Thursday, March 21, 2013

Girls Aloud: A career in 25 gifs


Even dreams that glitter have to come to an end: Girls Aloud are no more.

Dear Alouders, we just want to say from the bottom of our hearts Thank you!! This tour has been an amazing experience and the perfect chance to say thank you for being on this journey with us through a decade. It has far exceeded any of our dreams and we hope we are forever your inspiration and reminder that dreams really do glitter!! Your love and support will stay with us forever but we have now come to the end of our incredible time together . Love you lots.

The thing is: I agree. Pop shouldn't outstay it's welcome, and Girls Aloud have had an extremely successful, and particularly lengthy, run at the top.

As the band approach their 30s, it would have been unseemly for them to keep singing about margarita-fuelled one night stands. On their recent tour, lines like "should have hung around the kitchen in my underwear" felt especially awkward. And, let's face it, if they'd started making another album, Cheryl would have insisted on Will.i.am producing half of it. And no-one in their right minds would have wanted that.

* **PROVIDED MATERIAL**
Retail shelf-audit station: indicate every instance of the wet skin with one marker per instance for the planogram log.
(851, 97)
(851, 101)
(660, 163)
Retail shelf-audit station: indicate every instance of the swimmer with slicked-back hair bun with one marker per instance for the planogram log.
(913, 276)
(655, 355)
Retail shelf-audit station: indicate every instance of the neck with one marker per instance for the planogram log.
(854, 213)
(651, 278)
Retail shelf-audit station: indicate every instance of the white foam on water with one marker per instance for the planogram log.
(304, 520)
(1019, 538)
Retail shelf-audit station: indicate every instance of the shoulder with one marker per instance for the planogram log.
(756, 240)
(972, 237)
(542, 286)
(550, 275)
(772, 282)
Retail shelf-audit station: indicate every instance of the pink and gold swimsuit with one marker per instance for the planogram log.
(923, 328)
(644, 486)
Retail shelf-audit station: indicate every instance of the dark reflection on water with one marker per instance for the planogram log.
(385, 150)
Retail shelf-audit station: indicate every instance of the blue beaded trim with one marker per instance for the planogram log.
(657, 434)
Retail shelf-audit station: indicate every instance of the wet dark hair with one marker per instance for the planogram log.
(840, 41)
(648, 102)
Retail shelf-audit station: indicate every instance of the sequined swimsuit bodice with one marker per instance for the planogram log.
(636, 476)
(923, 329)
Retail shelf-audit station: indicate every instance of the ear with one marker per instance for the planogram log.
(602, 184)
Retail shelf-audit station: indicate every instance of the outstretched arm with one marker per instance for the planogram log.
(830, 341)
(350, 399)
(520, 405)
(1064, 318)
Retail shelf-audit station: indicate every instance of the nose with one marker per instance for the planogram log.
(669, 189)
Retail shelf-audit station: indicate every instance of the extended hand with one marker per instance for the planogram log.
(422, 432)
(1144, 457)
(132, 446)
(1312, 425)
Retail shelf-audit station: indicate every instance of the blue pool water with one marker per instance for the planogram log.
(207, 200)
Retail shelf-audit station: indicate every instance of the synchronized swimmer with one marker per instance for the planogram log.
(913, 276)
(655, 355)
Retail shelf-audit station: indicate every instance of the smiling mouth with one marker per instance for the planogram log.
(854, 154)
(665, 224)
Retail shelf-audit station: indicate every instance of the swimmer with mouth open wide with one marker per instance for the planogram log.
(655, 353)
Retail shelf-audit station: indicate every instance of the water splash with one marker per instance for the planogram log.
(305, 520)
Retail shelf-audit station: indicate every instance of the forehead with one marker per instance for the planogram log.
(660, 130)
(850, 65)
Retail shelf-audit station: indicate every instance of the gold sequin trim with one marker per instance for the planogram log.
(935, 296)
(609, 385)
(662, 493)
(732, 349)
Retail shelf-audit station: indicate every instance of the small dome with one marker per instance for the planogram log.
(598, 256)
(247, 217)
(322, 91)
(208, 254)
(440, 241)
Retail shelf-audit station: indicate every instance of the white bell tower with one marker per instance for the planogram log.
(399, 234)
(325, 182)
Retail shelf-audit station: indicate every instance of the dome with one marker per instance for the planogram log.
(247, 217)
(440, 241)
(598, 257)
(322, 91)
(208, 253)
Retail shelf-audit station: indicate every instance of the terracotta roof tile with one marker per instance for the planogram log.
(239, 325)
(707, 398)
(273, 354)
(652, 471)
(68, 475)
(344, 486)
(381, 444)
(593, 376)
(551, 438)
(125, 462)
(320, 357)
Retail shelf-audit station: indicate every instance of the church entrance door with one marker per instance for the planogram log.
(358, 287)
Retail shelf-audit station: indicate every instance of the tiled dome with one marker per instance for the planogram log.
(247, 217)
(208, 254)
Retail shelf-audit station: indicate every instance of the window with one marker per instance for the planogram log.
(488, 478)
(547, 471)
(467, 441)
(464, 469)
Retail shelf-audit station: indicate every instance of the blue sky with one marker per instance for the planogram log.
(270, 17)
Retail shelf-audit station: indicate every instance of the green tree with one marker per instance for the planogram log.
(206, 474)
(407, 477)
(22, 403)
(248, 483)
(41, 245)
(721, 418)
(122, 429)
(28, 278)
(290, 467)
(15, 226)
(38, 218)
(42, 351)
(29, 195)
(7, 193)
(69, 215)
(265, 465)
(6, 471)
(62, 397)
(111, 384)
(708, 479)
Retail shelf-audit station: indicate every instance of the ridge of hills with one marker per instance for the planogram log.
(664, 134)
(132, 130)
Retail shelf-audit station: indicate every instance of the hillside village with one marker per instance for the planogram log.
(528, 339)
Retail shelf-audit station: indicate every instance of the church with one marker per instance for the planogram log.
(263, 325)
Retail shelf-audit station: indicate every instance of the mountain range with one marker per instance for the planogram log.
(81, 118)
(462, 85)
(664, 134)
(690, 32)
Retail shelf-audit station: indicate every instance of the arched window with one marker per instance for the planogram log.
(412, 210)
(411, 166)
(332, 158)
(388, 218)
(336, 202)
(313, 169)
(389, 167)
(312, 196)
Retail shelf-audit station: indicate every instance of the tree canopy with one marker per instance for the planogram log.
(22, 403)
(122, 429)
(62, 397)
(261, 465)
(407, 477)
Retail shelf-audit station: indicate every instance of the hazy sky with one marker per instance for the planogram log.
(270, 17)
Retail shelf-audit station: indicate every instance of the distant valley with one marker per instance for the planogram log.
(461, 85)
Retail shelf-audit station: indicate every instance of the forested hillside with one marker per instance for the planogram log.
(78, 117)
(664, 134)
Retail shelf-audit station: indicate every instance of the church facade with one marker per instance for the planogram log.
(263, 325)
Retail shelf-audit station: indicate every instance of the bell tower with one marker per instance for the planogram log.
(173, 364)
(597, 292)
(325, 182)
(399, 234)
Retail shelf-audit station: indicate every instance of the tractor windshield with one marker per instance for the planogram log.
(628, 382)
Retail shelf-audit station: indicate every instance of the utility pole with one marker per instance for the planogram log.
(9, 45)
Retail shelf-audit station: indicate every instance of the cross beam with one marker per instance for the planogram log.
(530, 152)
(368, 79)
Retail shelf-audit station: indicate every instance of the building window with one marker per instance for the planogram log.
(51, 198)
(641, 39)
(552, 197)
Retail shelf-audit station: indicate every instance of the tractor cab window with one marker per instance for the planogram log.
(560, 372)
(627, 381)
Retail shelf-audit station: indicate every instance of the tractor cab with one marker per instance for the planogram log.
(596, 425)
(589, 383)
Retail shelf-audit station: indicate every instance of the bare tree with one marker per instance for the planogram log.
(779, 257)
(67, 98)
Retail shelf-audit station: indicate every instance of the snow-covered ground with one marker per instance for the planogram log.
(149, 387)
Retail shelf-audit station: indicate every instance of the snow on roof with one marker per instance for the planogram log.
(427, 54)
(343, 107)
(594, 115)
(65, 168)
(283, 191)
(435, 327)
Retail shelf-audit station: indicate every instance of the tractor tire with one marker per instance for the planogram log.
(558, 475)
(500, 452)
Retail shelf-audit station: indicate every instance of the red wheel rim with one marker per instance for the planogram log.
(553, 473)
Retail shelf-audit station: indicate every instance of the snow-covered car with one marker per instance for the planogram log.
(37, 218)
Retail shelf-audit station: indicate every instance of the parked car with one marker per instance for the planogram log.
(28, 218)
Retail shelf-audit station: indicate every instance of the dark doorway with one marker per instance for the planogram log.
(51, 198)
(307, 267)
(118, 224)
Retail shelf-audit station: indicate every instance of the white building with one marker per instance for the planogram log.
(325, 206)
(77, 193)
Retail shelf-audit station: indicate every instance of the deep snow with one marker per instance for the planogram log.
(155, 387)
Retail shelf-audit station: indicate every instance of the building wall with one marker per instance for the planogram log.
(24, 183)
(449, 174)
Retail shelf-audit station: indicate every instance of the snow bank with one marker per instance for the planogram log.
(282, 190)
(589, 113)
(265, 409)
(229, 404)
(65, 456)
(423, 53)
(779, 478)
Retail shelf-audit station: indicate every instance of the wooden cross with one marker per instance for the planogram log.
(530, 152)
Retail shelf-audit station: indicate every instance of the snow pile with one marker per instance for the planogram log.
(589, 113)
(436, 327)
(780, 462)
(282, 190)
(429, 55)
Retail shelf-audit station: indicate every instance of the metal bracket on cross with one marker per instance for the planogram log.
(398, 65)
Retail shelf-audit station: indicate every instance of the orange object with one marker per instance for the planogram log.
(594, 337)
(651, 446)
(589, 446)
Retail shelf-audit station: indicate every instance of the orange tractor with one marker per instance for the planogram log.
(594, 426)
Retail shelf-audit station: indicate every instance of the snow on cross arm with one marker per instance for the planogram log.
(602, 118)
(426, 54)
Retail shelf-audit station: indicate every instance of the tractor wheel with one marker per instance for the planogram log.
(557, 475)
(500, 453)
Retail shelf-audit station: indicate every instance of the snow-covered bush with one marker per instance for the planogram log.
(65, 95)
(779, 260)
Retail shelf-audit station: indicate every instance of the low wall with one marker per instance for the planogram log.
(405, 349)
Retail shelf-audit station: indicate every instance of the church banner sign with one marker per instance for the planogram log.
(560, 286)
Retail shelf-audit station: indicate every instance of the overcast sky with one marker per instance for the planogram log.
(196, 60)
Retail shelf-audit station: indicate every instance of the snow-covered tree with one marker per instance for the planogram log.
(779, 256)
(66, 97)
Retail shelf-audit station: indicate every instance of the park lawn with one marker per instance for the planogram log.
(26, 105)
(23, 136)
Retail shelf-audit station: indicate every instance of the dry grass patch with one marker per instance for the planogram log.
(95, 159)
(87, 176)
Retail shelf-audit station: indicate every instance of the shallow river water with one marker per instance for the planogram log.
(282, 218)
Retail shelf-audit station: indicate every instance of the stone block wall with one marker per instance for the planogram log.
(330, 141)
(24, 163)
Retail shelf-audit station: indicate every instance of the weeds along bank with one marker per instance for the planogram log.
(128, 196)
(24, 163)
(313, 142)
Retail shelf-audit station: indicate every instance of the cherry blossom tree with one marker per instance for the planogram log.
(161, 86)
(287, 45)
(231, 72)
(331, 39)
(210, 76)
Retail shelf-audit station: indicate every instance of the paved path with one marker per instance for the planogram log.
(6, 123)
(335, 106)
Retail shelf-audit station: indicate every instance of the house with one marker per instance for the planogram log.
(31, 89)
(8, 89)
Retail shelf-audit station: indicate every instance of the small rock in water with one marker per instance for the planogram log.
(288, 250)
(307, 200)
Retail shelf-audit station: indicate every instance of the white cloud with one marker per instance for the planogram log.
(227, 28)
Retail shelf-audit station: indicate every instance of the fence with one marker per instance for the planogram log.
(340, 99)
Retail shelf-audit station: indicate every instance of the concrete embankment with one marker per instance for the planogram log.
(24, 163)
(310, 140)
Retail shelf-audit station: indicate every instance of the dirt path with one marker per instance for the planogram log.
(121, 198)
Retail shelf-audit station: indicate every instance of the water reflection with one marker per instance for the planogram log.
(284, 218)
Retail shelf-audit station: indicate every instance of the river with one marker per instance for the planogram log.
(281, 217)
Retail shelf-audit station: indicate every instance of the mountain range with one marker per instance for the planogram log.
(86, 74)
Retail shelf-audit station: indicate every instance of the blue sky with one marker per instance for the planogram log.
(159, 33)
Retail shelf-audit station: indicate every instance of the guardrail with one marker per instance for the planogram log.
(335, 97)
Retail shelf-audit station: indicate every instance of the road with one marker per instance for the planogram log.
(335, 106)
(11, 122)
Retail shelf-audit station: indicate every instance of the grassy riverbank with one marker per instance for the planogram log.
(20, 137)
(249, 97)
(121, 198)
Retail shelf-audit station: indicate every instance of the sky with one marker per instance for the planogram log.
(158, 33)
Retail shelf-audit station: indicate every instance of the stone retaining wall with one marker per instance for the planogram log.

* **PROBLEMS TO WORK ON**
1. In the Girls Aloud post, who does the writer say Cheryl would have insisted on having produce half of another album?
2. Continue the post about the end of Girls Aloud from its final sentence.
The lines between the Girls Aloud post and this point come from a separate source.

* **WRITTEN ANSWERS**
1. Will.i.am

2.
So, thank you, Girls Aloud. You were awesome. And we're looking forward to Nicola's next solo album like you wouldn't believe.

And here, as an animated gif memorial, are the band's best bits.



Cheryl "Tweedy" is first to become a Girl Aloud.




Disco Dancing with the lights down low.




The Show: A rousing anthem of female empowerment.




Rise and shine, Nicola.




AAAAAAAAAAHHHHHH!!!!




"The hair toss" - Girls Aloud's signature dance move.




And once you've hit on a good idea...




... Exploit it for all you're worth.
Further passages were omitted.